■ Task:
Only the lines from the one with "Locate every instance of the wooden deck" onward are wanted, through the last line of the entries, set down exactly.

==== Provided data

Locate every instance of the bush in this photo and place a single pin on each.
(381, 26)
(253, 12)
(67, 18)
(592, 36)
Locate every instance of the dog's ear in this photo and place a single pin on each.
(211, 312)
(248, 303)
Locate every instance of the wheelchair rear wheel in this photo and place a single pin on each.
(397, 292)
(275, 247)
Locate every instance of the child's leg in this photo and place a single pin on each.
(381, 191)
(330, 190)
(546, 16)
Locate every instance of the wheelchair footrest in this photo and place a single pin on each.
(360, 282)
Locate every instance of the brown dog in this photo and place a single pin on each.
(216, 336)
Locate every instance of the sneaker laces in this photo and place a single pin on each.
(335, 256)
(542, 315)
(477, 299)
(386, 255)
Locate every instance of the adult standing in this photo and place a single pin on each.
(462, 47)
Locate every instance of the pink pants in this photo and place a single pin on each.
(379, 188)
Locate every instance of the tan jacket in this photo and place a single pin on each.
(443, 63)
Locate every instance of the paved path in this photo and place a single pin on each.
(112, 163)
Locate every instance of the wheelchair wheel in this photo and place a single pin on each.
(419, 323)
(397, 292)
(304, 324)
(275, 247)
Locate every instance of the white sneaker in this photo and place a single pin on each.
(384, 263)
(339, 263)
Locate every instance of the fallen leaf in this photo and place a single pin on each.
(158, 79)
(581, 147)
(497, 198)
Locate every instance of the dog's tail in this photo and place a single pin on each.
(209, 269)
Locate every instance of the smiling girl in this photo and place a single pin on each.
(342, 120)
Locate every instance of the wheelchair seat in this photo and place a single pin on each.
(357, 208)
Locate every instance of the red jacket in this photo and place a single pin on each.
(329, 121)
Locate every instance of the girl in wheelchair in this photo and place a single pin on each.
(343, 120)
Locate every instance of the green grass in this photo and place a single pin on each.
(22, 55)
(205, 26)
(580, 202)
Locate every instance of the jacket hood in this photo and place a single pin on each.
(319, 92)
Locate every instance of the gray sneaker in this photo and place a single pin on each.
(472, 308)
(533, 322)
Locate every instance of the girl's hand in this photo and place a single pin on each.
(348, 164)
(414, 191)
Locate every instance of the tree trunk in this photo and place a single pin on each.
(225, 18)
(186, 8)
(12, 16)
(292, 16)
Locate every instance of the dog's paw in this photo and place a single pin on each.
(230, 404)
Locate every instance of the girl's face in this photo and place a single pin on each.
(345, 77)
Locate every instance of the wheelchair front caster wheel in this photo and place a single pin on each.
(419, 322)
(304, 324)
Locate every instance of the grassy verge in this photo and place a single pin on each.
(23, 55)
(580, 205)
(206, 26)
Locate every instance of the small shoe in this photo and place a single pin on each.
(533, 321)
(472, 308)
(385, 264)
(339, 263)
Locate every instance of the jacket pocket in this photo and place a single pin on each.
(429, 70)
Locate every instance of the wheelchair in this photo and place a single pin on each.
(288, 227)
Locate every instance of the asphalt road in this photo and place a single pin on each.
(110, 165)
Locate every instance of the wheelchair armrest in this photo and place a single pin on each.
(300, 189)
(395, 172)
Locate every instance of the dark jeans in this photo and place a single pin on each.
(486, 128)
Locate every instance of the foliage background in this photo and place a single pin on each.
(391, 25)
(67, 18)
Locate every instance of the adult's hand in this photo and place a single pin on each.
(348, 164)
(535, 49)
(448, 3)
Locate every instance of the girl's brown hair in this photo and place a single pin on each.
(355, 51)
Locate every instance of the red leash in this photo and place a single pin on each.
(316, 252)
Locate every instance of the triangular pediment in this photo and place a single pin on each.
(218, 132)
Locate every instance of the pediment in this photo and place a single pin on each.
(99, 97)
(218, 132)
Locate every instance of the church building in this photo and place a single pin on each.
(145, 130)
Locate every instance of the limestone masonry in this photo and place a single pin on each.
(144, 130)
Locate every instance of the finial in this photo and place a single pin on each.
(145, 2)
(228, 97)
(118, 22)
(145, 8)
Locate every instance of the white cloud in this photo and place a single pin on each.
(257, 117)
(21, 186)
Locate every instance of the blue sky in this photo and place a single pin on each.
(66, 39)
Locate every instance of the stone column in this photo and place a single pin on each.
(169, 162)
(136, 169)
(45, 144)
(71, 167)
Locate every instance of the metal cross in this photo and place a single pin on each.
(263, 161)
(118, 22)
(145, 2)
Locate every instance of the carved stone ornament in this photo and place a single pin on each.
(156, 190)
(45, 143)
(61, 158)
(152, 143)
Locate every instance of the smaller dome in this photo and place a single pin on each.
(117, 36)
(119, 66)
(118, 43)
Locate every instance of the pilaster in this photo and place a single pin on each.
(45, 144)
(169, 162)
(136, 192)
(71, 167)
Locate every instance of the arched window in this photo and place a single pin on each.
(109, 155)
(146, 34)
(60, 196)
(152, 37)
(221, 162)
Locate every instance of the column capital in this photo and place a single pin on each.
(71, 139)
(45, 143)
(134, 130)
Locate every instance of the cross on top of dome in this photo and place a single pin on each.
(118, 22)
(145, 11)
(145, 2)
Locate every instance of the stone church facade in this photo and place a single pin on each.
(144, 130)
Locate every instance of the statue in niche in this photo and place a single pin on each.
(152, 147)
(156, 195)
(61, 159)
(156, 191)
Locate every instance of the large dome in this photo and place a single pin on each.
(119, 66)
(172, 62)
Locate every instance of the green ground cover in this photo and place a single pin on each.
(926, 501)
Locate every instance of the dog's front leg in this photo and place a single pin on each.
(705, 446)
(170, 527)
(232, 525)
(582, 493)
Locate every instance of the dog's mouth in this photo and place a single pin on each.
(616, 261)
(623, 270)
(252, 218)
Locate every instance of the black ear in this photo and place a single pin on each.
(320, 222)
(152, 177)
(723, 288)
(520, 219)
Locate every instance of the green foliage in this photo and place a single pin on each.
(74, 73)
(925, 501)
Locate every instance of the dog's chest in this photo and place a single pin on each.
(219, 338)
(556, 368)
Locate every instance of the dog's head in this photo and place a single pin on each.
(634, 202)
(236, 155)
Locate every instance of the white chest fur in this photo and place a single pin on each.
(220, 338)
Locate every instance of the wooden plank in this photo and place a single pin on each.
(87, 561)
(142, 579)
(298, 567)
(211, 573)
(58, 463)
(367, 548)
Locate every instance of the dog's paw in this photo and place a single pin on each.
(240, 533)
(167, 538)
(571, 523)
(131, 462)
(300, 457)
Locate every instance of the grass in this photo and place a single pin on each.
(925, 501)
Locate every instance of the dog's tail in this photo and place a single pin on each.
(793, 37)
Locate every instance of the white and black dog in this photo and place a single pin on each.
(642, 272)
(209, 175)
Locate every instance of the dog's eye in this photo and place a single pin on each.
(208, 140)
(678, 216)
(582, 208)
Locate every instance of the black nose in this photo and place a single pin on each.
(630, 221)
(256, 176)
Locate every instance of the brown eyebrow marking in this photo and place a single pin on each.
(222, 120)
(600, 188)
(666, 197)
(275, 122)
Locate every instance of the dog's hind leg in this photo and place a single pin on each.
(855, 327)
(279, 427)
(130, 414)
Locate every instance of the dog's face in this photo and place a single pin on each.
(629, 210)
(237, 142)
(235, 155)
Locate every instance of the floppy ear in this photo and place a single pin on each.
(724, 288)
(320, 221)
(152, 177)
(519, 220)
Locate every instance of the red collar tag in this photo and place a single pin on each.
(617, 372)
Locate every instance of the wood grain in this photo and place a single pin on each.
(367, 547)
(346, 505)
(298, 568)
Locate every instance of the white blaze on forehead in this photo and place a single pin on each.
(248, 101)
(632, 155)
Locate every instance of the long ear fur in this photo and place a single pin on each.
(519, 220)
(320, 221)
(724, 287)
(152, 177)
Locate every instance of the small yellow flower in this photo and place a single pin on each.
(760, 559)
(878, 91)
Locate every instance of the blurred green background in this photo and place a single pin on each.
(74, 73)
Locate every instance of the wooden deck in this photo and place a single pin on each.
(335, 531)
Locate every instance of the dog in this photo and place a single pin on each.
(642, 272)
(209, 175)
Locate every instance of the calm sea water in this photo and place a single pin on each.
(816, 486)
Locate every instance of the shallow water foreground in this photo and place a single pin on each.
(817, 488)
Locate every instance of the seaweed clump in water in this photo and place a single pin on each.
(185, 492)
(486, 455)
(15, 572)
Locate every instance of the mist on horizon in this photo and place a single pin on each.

========

■ Response below:
Locate every instance of the wooden deck in this photo and place a single pin on each.
(335, 531)
Locate every instance of the dog in this photo and place a single pin on each.
(642, 272)
(209, 175)
Locate every instance of the calm sea water in this photo and place a single pin on each.
(816, 486)
Locate every instance of the shallow water foreground in this photo and place a single pin on each.
(817, 488)
Locate every instance of the seaweed clump in water in this photo and place a single pin on each.
(185, 492)
(486, 455)
(15, 572)
Locate every instance of the mist on horizon in this photo and place a single pin on each.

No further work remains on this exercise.